TASK BRIEF — Update the rows below so that every "Target" reads "Query", leaving everything else unchanged.

DATA SHOWN —
==========

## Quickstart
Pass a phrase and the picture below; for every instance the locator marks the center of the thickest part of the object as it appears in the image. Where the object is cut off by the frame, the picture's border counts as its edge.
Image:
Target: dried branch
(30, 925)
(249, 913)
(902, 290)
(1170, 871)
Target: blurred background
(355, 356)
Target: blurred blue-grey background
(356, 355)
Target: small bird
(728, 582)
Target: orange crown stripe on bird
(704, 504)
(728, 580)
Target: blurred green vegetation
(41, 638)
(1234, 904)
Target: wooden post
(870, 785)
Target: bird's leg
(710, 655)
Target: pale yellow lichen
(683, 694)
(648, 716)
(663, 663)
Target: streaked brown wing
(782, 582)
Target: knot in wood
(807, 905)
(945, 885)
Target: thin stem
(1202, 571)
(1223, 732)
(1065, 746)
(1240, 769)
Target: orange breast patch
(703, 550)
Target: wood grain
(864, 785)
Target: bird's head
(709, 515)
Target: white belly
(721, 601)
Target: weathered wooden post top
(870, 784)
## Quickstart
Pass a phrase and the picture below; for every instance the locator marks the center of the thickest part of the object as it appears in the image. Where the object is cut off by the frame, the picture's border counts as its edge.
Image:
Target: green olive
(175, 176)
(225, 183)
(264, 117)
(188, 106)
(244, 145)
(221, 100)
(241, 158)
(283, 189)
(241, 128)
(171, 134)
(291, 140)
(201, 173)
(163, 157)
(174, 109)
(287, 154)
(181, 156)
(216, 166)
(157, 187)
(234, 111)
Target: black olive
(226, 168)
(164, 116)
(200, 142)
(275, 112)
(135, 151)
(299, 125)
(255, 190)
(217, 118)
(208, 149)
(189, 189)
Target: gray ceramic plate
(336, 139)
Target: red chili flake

==========

ANSWER TO THE EXERCISE —
## Quickstart
Pass a phrase and the picture below; for every instance the locator marks the center of the thickest part of the object as it appears in the image. Where the object is cut off by the frame, the picture's border counts as its edge.
Image:
Query: dried branch
(30, 925)
(249, 913)
(902, 290)
(1170, 871)
Query: blurred background
(355, 356)
Query: blurred blue-grey background
(356, 355)
Query: small bird
(728, 582)
Query: orange crown stripe on bird
(704, 504)
(728, 580)
Query: blurred green vegetation
(41, 638)
(1234, 904)
Query: wooden post
(870, 785)
Query: bird's leg
(710, 655)
Query: pale yellow lichen
(683, 694)
(648, 716)
(663, 663)
Query: streaked brown wing
(782, 582)
Query: knot in wood
(807, 905)
(945, 885)
Query: thin stem
(1202, 571)
(1223, 732)
(1065, 746)
(1240, 769)
Query: orange breast patch
(703, 550)
Query: wood grain
(864, 785)
Query: bird's head
(709, 515)
Query: white belly
(721, 601)
Query: weathered wooden post top
(870, 784)
## Quickstart
Pass a phrase and the picture below; for every instance the locator marks the center of the thickest part of the object as it appears in the image. Where the object is cut off by the frame, the picture's border counts as its edge.
Image:
Query: green olive
(175, 176)
(225, 183)
(264, 117)
(188, 106)
(244, 145)
(221, 100)
(241, 158)
(283, 189)
(241, 128)
(171, 134)
(291, 140)
(201, 173)
(163, 157)
(174, 109)
(287, 154)
(181, 156)
(216, 166)
(157, 187)
(234, 111)
Query: black olive
(226, 168)
(164, 116)
(200, 142)
(275, 112)
(135, 151)
(299, 125)
(255, 190)
(217, 118)
(208, 149)
(189, 189)
Query: gray ceramic plate
(336, 139)
Query: red chili flake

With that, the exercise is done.